Coordinate labeling data
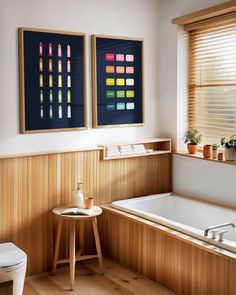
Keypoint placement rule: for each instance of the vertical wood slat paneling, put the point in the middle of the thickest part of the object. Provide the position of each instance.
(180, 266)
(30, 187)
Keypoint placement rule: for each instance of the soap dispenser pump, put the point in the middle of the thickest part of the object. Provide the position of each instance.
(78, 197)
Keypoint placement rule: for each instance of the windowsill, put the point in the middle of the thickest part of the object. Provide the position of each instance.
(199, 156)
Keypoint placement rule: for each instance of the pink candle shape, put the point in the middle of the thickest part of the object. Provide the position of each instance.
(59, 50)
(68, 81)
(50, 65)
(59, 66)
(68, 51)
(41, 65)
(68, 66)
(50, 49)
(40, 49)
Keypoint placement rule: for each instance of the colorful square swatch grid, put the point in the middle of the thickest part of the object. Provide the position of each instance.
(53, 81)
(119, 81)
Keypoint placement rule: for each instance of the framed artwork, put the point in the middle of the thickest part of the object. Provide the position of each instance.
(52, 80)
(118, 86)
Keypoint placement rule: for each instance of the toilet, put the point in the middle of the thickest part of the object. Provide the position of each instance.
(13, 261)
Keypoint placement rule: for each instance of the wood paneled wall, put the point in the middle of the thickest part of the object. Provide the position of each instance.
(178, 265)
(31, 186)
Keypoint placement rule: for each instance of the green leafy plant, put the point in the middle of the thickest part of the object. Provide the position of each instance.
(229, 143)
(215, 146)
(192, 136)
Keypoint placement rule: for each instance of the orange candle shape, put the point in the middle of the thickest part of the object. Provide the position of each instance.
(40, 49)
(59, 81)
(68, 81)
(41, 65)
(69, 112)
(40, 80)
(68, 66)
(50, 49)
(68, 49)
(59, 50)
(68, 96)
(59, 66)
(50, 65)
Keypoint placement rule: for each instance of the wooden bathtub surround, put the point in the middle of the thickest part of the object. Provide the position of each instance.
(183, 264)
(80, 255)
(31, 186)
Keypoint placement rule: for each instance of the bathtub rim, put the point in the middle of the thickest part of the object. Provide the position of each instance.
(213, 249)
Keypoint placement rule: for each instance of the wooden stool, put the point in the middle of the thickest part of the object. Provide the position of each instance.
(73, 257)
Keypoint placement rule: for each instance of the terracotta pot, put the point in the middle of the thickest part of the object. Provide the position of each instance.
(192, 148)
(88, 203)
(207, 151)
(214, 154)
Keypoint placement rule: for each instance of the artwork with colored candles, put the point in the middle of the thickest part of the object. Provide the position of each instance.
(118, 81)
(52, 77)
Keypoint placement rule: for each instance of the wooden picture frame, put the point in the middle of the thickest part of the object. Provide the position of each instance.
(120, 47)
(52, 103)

### The problem
Reproduce the lines above verbatim, starting with the line that contains "wooden stool, put" and continuing through the last line, both ends included.

### Full output
Keypoint placement rule: for each instance of the wooden stool, put the point in the middle of the thickest part of the object. Provide the position of each instance.
(73, 257)
Keypoint placement rule: for each instance of the terracotta pot, put the point in the middle of the thickest part of the object. Provide the position of each instance.
(192, 148)
(88, 203)
(207, 151)
(214, 154)
Keypoint placement rule: for each instance of the artwork with colored candles, put the point in the middle of the thickest part of the object. Provide the position of each instance.
(118, 81)
(52, 77)
Keypoint placement rule: for each instance of the wooden picture frame, put the point in the middle of the thickest part of the object. Provide the position of each instance.
(120, 47)
(52, 103)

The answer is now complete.